§ **Given request**:
Update the lines running from the one holding "locate the asphalt" through the one holding "[[50, 51, 1266, 873]]", inclusive, so that "Pardon the interruption" reads "Excuse me" and nothing else changes. Return only those lines.

§ **Records**:
□ □ □

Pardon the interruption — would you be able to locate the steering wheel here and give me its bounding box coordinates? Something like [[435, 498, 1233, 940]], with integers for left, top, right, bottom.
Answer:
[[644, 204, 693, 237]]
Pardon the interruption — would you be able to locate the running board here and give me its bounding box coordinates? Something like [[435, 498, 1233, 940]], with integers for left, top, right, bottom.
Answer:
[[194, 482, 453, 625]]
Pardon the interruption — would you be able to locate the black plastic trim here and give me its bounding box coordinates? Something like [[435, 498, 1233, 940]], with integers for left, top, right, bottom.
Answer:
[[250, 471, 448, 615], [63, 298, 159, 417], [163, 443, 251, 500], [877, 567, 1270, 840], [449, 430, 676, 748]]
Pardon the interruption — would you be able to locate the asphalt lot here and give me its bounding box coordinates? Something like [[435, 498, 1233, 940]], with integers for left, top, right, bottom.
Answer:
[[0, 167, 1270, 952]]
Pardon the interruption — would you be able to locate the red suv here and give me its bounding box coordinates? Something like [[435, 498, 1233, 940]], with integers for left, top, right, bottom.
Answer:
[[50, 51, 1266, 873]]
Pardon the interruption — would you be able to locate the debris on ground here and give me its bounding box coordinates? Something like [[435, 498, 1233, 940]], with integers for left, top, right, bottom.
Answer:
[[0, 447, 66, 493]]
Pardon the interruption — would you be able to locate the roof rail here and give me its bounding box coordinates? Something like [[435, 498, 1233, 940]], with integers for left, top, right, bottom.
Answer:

□ □ □

§ **Finished task**:
Excuse me — would you be able to locate the asphalt lot here and give me its bounding box coordinates? Something like [[435, 498, 1233, 940]], with integers for left, top, right, bottom.
Answer:
[[0, 167, 1270, 952]]
Excuse me — would you be able to locate the red suv here and give me its bounding box coordinates? Something like [[435, 498, 1233, 940]], with integers for left, top, right, bottom.
Answer:
[[50, 51, 1266, 873]]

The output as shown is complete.